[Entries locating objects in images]
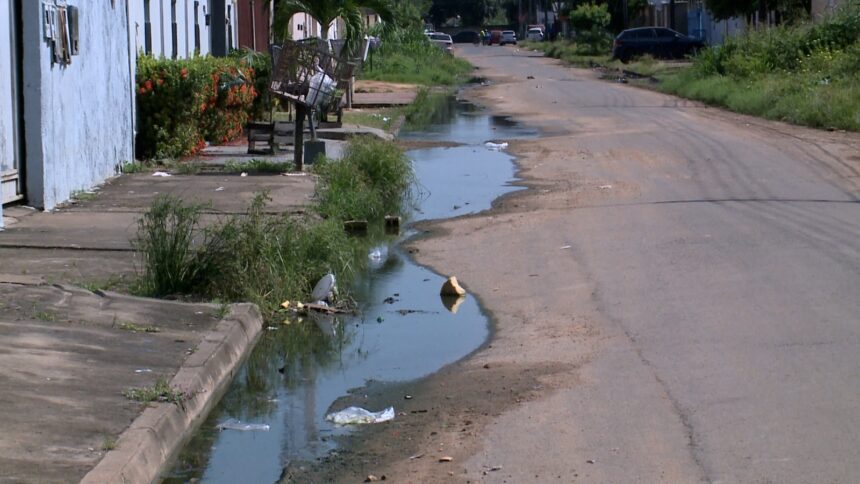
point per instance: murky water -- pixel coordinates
(403, 331)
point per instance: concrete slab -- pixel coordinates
(67, 356)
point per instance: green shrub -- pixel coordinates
(183, 103)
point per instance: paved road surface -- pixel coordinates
(684, 282)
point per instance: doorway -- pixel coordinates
(11, 96)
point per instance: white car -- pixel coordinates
(534, 34)
(508, 37)
(442, 40)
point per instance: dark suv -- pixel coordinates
(659, 42)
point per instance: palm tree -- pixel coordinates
(327, 11)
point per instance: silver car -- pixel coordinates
(508, 37)
(442, 40)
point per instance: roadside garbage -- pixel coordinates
(233, 424)
(452, 288)
(325, 289)
(358, 415)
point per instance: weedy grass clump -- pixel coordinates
(267, 258)
(373, 179)
(159, 392)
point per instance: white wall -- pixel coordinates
(162, 41)
(78, 117)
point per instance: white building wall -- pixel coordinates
(162, 40)
(78, 117)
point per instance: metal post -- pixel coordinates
(299, 137)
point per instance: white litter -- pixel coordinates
(233, 424)
(324, 289)
(358, 415)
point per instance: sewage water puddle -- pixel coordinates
(403, 330)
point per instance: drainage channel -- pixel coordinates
(402, 332)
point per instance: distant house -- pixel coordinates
(180, 28)
(253, 18)
(66, 113)
(821, 8)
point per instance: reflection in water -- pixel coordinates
(401, 332)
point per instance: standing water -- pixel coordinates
(402, 331)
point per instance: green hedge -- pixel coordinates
(183, 103)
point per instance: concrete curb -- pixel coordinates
(157, 435)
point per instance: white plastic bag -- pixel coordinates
(495, 146)
(358, 415)
(234, 424)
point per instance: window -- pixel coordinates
(196, 26)
(174, 33)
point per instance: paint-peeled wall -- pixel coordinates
(78, 117)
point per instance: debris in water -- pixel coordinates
(233, 424)
(495, 146)
(358, 415)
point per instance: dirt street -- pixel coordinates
(674, 300)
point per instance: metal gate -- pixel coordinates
(11, 142)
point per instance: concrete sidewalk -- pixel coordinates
(68, 353)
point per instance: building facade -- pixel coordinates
(66, 114)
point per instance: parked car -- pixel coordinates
(534, 34)
(508, 37)
(466, 37)
(659, 42)
(442, 40)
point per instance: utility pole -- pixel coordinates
(672, 14)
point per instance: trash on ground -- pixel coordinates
(325, 289)
(355, 225)
(452, 288)
(495, 146)
(452, 303)
(358, 415)
(233, 424)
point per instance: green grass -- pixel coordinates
(375, 118)
(159, 392)
(369, 182)
(264, 258)
(415, 60)
(257, 166)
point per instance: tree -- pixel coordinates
(326, 12)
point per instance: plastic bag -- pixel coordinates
(234, 424)
(495, 146)
(358, 415)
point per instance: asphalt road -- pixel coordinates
(699, 271)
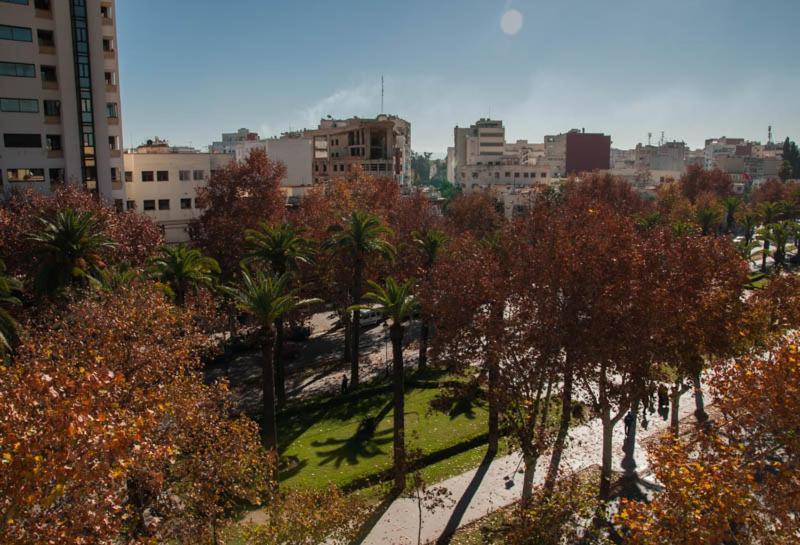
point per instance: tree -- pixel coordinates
(238, 198)
(430, 243)
(770, 212)
(9, 289)
(360, 238)
(267, 297)
(69, 249)
(282, 249)
(180, 269)
(396, 302)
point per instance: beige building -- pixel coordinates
(382, 146)
(60, 112)
(162, 182)
(295, 150)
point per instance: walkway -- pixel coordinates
(498, 484)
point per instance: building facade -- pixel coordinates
(381, 146)
(162, 182)
(60, 113)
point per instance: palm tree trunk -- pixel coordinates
(424, 332)
(269, 424)
(396, 334)
(280, 375)
(563, 428)
(354, 348)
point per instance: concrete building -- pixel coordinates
(231, 139)
(162, 182)
(482, 159)
(60, 113)
(577, 151)
(381, 146)
(295, 150)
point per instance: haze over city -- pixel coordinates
(690, 69)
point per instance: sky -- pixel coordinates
(694, 69)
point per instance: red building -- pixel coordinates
(586, 152)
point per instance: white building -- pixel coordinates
(60, 114)
(162, 182)
(295, 151)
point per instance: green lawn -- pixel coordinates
(328, 443)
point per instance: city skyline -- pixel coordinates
(541, 68)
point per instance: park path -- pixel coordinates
(481, 491)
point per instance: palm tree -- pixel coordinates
(770, 212)
(779, 235)
(396, 302)
(430, 243)
(749, 222)
(361, 237)
(267, 297)
(180, 268)
(9, 288)
(731, 206)
(281, 248)
(69, 250)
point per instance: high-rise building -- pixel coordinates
(60, 112)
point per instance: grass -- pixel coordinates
(346, 443)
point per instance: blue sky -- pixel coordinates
(191, 69)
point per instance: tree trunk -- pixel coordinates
(563, 428)
(424, 332)
(354, 348)
(605, 467)
(269, 424)
(530, 461)
(699, 403)
(280, 376)
(675, 419)
(396, 333)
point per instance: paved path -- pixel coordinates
(479, 492)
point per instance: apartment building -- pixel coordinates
(295, 150)
(380, 145)
(232, 139)
(482, 159)
(60, 114)
(162, 181)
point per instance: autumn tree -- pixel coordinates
(238, 198)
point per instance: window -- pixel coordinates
(53, 142)
(48, 73)
(17, 69)
(52, 108)
(16, 33)
(45, 38)
(13, 140)
(22, 105)
(25, 174)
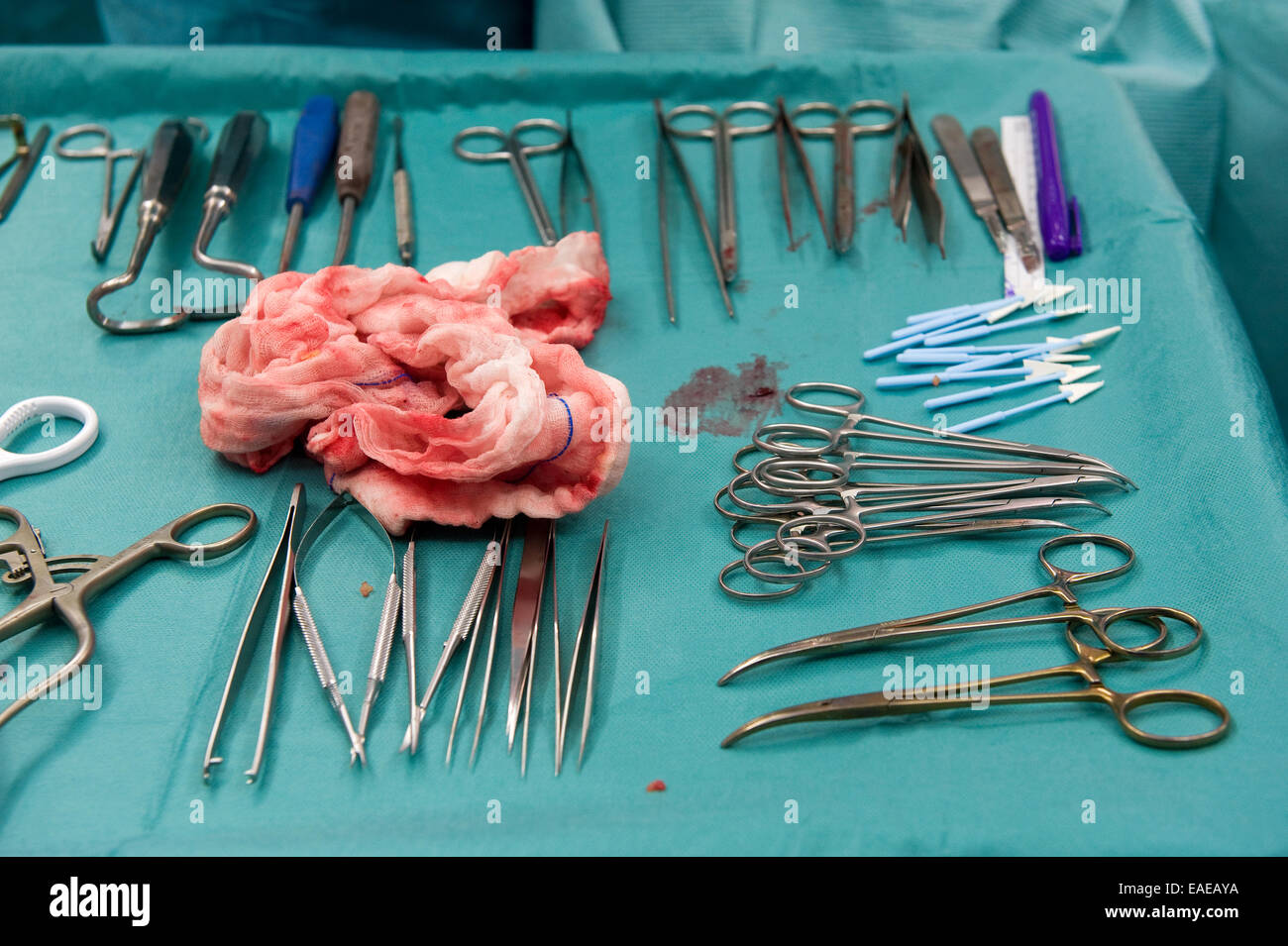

» **WHAT IS BEING ASKED**
Recast the lines above as a Markdown table with two columns, Row and Line. Give each line a row number, omit any blank lines, and leave the pictures out of the answer.

» **TASK OUTPUT**
| Row | Line |
|---|---|
| 1 | point per instance: murky water -- pixel coordinates |
| 2 | (403, 331) |
| 3 | point per instance: concrete slab -- pixel coordinates |
| 4 | (67, 356) |
| 5 | point per instance: green shrub -- pixel coordinates |
| 6 | (183, 103) |
| 7 | point per instance: paved road surface -- pixel coordinates |
| 8 | (684, 282) |
| 9 | point per instance: doorway -- pixel coordinates |
| 10 | (11, 96) |
| 11 | point per instance: white car -- pixel coordinates |
| 12 | (534, 34) |
| 13 | (508, 37) |
| 14 | (442, 40) |
| 15 | point per instance: dark suv -- pixel coordinates |
| 16 | (659, 42) |
| 17 | point per instance: palm tree -- pixel coordinates |
| 18 | (327, 11) |
| 19 | point per instance: silver car -- pixel coordinates |
| 20 | (508, 37) |
| 21 | (442, 40) |
| 22 | point per instance: roadside garbage -- pixel coordinates |
| 23 | (233, 424) |
| 24 | (452, 288) |
| 25 | (325, 289) |
| 26 | (358, 415) |
| 27 | point per instance: weedy grass clump -- pixel coordinates |
| 28 | (267, 258) |
| 29 | (373, 179) |
| 30 | (159, 392) |
| 31 | point per instance: white wall -- pixel coordinates |
| 32 | (162, 41) |
| 33 | (78, 117) |
| 34 | point per instance: white building wall -- pixel coordinates |
| 35 | (162, 40) |
| 36 | (78, 117) |
| 37 | point per instance: metal post -- pixel coordinates |
| 38 | (299, 137) |
| 39 | point per instance: white litter -- pixel coordinates |
| 40 | (233, 424) |
| 41 | (324, 289) |
| 42 | (358, 415) |
| 43 | point per instance: sewage water puddle -- pixel coordinates |
| 44 | (403, 330) |
| 45 | point per instance: drainage channel -- pixel coordinates |
| 46 | (402, 332) |
| 47 | point per instance: distant house -- pixel coordinates |
| 48 | (180, 28) |
| 49 | (253, 18) |
| 50 | (66, 113) |
| 51 | (821, 8) |
| 52 | point per instance: reflection in water -- pixel coordinates |
| 53 | (401, 332) |
| 54 | point per instance: standing water -- pixel coordinates |
| 55 | (402, 331) |
| 56 | point per instance: green hedge -- pixel coordinates |
| 57 | (183, 103) |
| 58 | point per instance: concrete curb -- pixel coordinates |
| 59 | (157, 435) |
| 60 | point per instance: white plastic bag -- pixel coordinates |
| 61 | (495, 146) |
| 62 | (358, 415) |
| 63 | (234, 424) |
| 64 | point per instance: window -- pixel coordinates |
| 65 | (196, 26) |
| 66 | (174, 33) |
| 67 | point per instance: paint-peeled wall -- pixel coordinates |
| 68 | (78, 117) |
| 69 | point per instance: debris in water -- pixel coordinates |
| 70 | (233, 424) |
| 71 | (495, 146) |
| 72 | (358, 415) |
| 73 | point per instance: dirt street -- pixel coordinates |
| 74 | (674, 300) |
| 75 | point per instance: metal gate -- pixel coordinates |
| 76 | (11, 142) |
| 77 | point per instance: concrete sidewalk -- pixel coordinates |
| 78 | (68, 353) |
| 79 | point per instance: building facade -- pixel coordinates |
| 80 | (66, 114) |
| 81 | point per instance: parked car -- pixel coordinates |
| 82 | (534, 34) |
| 83 | (508, 37) |
| 84 | (466, 37) |
| 85 | (659, 42) |
| 86 | (442, 40) |
| 87 | point per instance: utility pole -- pixel coordinates |
| 88 | (672, 14) |
| 89 | point per instance: trash on ground -- pixel coordinates |
| 90 | (325, 289) |
| 91 | (355, 225) |
| 92 | (452, 288) |
| 93 | (495, 146) |
| 94 | (452, 303) |
| 95 | (358, 415) |
| 96 | (233, 424) |
| 97 | point per instance: green grass -- pixel coordinates |
| 98 | (375, 118) |
| 99 | (159, 392) |
| 100 | (369, 182) |
| 101 | (264, 258) |
| 102 | (415, 60) |
| 103 | (257, 166) |
| 104 | point per instance: tree -- pixel coordinates |
| 105 | (326, 12) |
| 106 | point per instance: plastic bag -- pixel coordinates |
| 107 | (234, 424) |
| 108 | (495, 146) |
| 109 | (358, 415) |
| 110 | point per instance: asphalt road -- pixel coordinates |
| 111 | (699, 271) |
| 112 | point per instance: tree -- pixel coordinates |
| 113 | (238, 198) |
| 114 | (430, 243) |
| 115 | (770, 212) |
| 116 | (9, 289) |
| 117 | (360, 238) |
| 118 | (267, 297) |
| 119 | (69, 249) |
| 120 | (282, 249) |
| 121 | (180, 269) |
| 122 | (396, 302) |
| 123 | point per instance: beige building -- pixel coordinates |
| 124 | (382, 146) |
| 125 | (60, 112) |
| 126 | (162, 182) |
| 127 | (295, 150) |
| 128 | point per instance: walkway -- pixel coordinates |
| 129 | (498, 484) |
| 130 | point per instance: building facade -- pixel coordinates |
| 131 | (381, 146) |
| 132 | (162, 182) |
| 133 | (60, 113) |
| 134 | point per instance: palm tree trunk -- pixel coordinates |
| 135 | (424, 332) |
| 136 | (269, 424) |
| 137 | (396, 334) |
| 138 | (280, 375) |
| 139 | (563, 428) |
| 140 | (354, 348) |
| 141 | point per instance: concrete building -- pixel coordinates |
| 142 | (231, 139) |
| 143 | (162, 182) |
| 144 | (482, 159) |
| 145 | (60, 113) |
| 146 | (577, 151) |
| 147 | (381, 146) |
| 148 | (295, 150) |
| 149 | point per instance: haze over city -- pixel coordinates |
| 150 | (690, 69) |
| 151 | point per instance: sky -- pixel coordinates |
| 152 | (694, 69) |
| 153 | point per instance: red building -- pixel coordinates |
| 154 | (586, 152) |
| 155 | point per instance: white building -- pixel coordinates |
| 156 | (60, 114) |
| 157 | (162, 182) |
| 158 | (295, 151) |
| 159 | point per instance: green lawn -- pixel coordinates |
| 160 | (328, 443) |
| 161 | point per instance: city skyline -- pixel coordinates |
| 162 | (541, 68) |
| 163 | point per instance: park path -- pixel coordinates |
| 164 | (481, 491) |
| 165 | point per instance: palm tree -- pixel coordinates |
| 166 | (770, 212) |
| 167 | (779, 235) |
| 168 | (396, 302) |
| 169 | (430, 243) |
| 170 | (749, 222) |
| 171 | (361, 237) |
| 172 | (267, 297) |
| 173 | (180, 268) |
| 174 | (9, 288) |
| 175 | (731, 206) |
| 176 | (281, 248) |
| 177 | (69, 250) |
| 178 | point per instance: high-rise building -- pixel coordinates |
| 179 | (60, 112) |
| 180 | point per instance: grass -- pixel coordinates |
| 181 | (346, 443) |
| 182 | point per instance: blue sky -- pixel coordinates |
| 183 | (191, 69) |
| 184 | point per instance: tree trunk -- pixel coordinates |
| 185 | (563, 428) |
| 186 | (424, 332) |
| 187 | (354, 348) |
| 188 | (605, 467) |
| 189 | (269, 424) |
| 190 | (530, 461) |
| 191 | (699, 403) |
| 192 | (280, 376) |
| 193 | (675, 419) |
| 194 | (396, 333) |
| 195 | point per instance: paved path -- pixel coordinates |
| 196 | (479, 492) |
| 197 | point per instance: apartment building -- pixel coordinates |
| 198 | (295, 150) |
| 199 | (380, 145) |
| 200 | (232, 139) |
| 201 | (482, 159) |
| 202 | (60, 114) |
| 203 | (162, 181) |
| 204 | point per instance: autumn tree -- pixel coordinates |
| 205 | (238, 198) |
| 206 | point per instance: window -- pixel coordinates |
| 207 | (53, 142) |
| 208 | (48, 73) |
| 209 | (17, 69) |
| 210 | (52, 108) |
| 211 | (16, 33) |
| 212 | (45, 38) |
| 213 | (13, 140) |
| 214 | (22, 105) |
| 215 | (25, 174) |